GIVEN PROBLEM: Transcribe the passage on Prince Carl of Solms-Braunfels word for word, starting at "Melanie (born 1840, married" and continuing down to "Princess Marie (1852–1882)".

SELECTED EXCERPT:
===============

Prince Carl (Karl) of Solms-Braunfels (27 July 1812 – 13 November 1875) was a German prince and military officer in both the Austrian army and the cavalry of the Grand Duchy of Hesse. As commissioner general of the Adelsverein, he spearheaded the establishment of colonies of German immigrants in Texas. Prince Solms named New Braunfels, Texas, in honor of his homeland.

Early years and family life

Prince Friedrich Wilhelm Karl Ludwig Georg Alfred Alexander of Solms-Braunfels was born in Neustrelitz. His father was Prince Friedrick Wilhelm of Solms-Braunfels, second husband of Princess Frederica of Mecklenburg-Strelitz, who bore 13 children during the course of her three marriages.

Although he was the landless, younger son of a younger son of a minor German prince, whose realm had been mediatized in 1806, Friedrich's 1834 marriage to Luise Auguste Stephanie Beyrich was considered below his princely station and had to be conducted morganatically. They had three children:
 Marie (born 1835, married Wilhelm Bähr)
 Karl Louis (1837–1918, married Wilhelmine Gantenhammer)
 Melanie (born 1840, married Karl Heil)

In 1837, his mother became queen consort of Hanover.  Shortly before her death in 1841, his stepfather, King Ernest Augustus, a member of the British royal family, succeeded in pressuring Friedrich to make a monetary arrangement with his wife and three children for a de facto royal annulment. Luise and her children were ennobled in the Grand Duchy of Hesse under the name von Schönau on 25 March 1841. The family was further ennobled in 1912 with the surname von Schönau de Solms.

Prince Carl married Maria Josephine Sophie, widow of Prince Franz of Salm-Salm and a princess of Löwenstein-Wertheim-Rosenberg by birth, on 3 December 1845. The union produced five children:
 Prince Ludwig (1847–1900)
 Princess Eulalia (1851–1922), married Edouard, son of Eugène, 8th Prince of Ligne
 Princess Marie (1852–1882)
 Princess Sophie (1853–1869)
 Prince Alexander (1855–1926)

Carl was well-educated, well-connected, and handsome.  An adventure seeker, he became a captain in the cavalry in the Imperial Army of Austria in 1841.

Texas

During his service with the cavalry, Carl read books about Texas and became interested in joining the Adelsverein. Appointed its commissioner general in 1844, he was the motivating force for the first colony of German emigrants to Texas. He arrived on Texas soil in July 1844, making an exploratory tour as advisor to the Adelsverein, which owned the rights to the Fisher–Miller Land Grant. Subsequently, Carl purchased an additional  on the Guadalupe River on behalf of the Adelsverein, where he established the colony of New Braunfels, Texas. His vision cleared the path for John O. Meusebach to follow in 1845 as the organizer, negotiator, and political force needed for community-building structure in the "New Germany".

===============

EXCERPTED DATA:
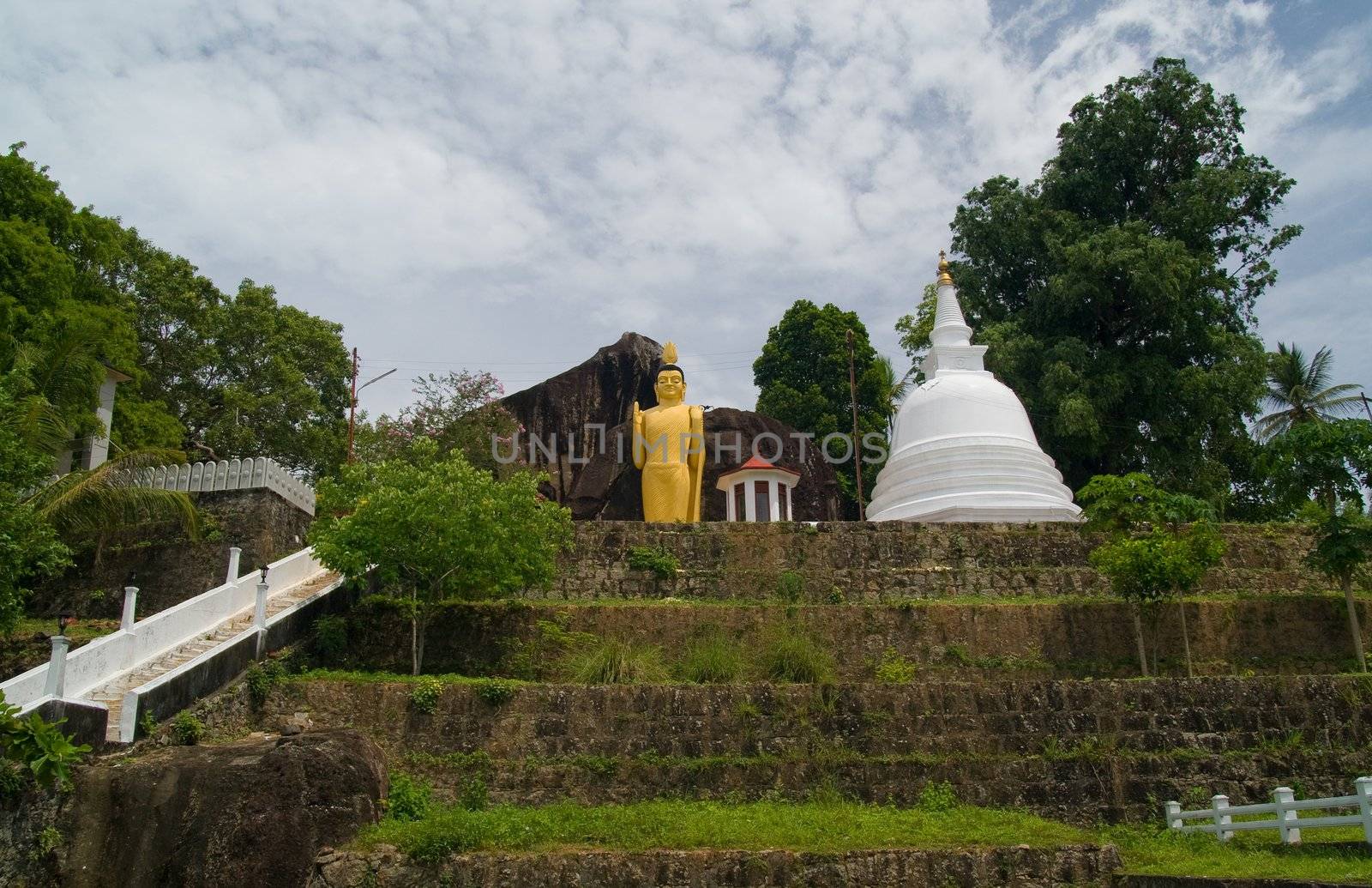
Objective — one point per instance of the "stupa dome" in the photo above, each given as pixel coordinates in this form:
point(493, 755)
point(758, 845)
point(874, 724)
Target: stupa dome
point(962, 446)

===============

OUTPUT:
Melanie (born 1840, married Karl Heil)

In 1837, his mother became queen consort of Hanover.  Shortly before her death in 1841, his stepfather, King Ernest Augustus, a member of the British royal family, succeeded in pressuring Friedrich to make a monetary arrangement with his wife and three children for a de facto royal annulment. Luise and her children were ennobled in the Grand Duchy of Hesse under the name von Schönau on 25 March 1841. The family was further ennobled in 1912 with the surname von Schönau de Solms.

Prince Carl married Maria Josephine Sophie, widow of Prince Franz of Salm-Salm and a princess of Löwenstein-Wertheim-Rosenberg by birth, on 3 December 1845. The union produced five children:
 Prince Ludwig (1847–1900)
 Princess Eulalia (1851–1922), married Edouard, son of Eugène, 8th Prince of Ligne
 Princess Marie (1852–1882)